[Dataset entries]
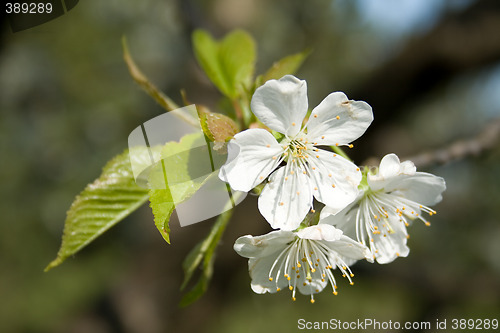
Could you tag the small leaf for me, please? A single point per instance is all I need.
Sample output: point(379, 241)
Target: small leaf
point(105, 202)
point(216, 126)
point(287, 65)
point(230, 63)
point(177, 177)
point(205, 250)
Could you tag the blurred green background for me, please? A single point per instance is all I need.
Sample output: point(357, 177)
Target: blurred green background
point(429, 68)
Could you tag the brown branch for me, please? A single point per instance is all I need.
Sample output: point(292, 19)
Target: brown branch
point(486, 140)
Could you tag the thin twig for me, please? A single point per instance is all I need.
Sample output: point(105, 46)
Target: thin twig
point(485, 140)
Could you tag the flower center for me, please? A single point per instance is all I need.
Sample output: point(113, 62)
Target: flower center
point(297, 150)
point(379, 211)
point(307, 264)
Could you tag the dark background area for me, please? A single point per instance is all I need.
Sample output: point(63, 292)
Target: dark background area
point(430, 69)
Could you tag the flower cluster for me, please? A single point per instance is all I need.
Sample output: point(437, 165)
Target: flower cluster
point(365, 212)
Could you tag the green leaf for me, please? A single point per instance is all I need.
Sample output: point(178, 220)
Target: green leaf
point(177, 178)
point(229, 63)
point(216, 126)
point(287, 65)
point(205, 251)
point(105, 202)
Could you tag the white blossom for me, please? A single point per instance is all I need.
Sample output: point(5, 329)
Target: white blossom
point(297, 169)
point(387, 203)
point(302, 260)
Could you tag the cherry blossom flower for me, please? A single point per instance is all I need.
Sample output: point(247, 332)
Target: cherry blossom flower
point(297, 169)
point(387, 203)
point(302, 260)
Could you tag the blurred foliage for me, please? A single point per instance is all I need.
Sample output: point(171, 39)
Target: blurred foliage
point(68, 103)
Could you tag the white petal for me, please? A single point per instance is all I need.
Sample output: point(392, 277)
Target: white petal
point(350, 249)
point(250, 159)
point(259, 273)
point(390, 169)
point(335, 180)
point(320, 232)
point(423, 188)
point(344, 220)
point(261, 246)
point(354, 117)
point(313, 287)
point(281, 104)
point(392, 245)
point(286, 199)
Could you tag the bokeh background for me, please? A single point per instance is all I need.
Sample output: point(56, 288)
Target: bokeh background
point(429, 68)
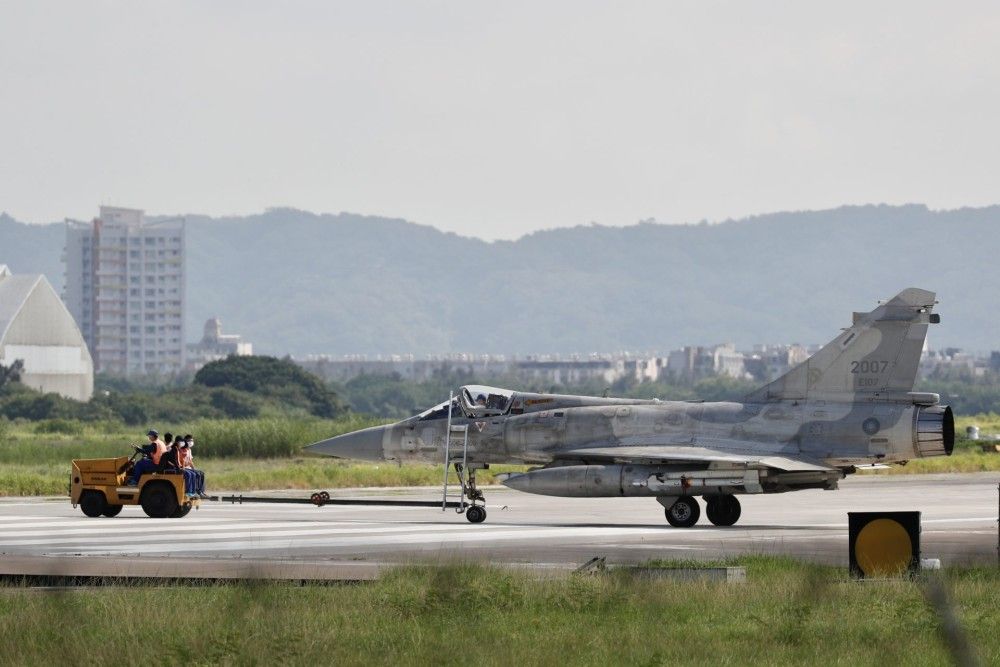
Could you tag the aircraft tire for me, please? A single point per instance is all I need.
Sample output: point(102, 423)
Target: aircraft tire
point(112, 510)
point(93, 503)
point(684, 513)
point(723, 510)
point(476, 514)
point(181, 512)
* * *
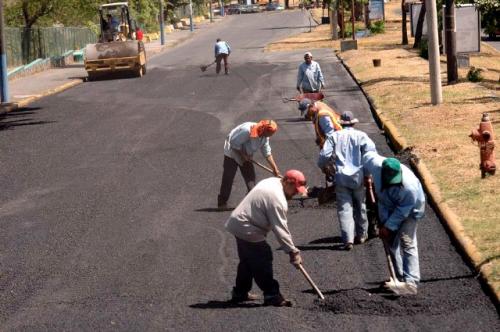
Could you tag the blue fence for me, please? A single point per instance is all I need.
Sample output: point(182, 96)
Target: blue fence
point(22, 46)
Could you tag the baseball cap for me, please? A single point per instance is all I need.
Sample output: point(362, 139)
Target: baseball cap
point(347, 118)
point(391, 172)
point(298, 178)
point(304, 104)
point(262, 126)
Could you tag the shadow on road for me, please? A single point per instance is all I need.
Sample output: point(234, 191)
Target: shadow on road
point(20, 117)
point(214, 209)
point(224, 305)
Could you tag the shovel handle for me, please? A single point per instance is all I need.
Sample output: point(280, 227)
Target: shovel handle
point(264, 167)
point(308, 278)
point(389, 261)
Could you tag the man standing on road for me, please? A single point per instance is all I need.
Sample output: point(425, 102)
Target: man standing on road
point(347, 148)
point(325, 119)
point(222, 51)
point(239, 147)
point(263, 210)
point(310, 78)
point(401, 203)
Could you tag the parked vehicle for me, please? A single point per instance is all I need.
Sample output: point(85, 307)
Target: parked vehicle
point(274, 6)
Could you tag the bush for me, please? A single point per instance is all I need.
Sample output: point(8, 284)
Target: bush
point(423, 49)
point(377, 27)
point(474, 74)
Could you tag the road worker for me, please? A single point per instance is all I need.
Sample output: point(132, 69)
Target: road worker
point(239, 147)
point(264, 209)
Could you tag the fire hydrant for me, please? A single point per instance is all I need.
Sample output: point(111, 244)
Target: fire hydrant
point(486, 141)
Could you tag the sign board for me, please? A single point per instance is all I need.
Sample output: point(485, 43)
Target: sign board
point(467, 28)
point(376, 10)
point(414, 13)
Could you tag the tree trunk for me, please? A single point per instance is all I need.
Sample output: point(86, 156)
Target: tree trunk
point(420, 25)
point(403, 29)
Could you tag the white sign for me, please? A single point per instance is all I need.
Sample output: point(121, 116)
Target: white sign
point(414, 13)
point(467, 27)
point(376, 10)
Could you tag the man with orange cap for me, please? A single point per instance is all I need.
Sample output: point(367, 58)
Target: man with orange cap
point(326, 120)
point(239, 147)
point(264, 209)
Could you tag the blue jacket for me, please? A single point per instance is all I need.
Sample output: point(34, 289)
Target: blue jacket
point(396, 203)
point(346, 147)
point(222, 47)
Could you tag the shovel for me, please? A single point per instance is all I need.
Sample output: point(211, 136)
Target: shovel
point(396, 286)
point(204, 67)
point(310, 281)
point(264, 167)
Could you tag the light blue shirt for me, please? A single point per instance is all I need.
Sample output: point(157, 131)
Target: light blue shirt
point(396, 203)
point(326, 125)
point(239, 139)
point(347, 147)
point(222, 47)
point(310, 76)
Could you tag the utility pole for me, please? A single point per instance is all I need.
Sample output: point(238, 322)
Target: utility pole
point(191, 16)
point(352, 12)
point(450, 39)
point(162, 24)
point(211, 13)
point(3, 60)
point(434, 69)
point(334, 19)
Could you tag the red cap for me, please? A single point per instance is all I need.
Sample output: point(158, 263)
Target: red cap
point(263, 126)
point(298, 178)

> [How to complete this task]: Please give an exact copy of the entries above, from the line with "Could you tag the shadow" down to the line with "Sample output: point(425, 102)", inclusive, and nothing else.

> [Answer for the task]:
Could you tag the shadow on road for me, please? A single point per instance is all I need.
Sample output: point(234, 191)
Target: shadow on road
point(20, 117)
point(214, 209)
point(224, 305)
Could you tag the shovel handle for me, please? A single point per instance is all I need.
Sample output: point(280, 227)
Target: shovel handle
point(264, 167)
point(308, 278)
point(389, 261)
Could you tag the man standing on road for me, please? A single point per instance is all I need.
Sample output: point(425, 102)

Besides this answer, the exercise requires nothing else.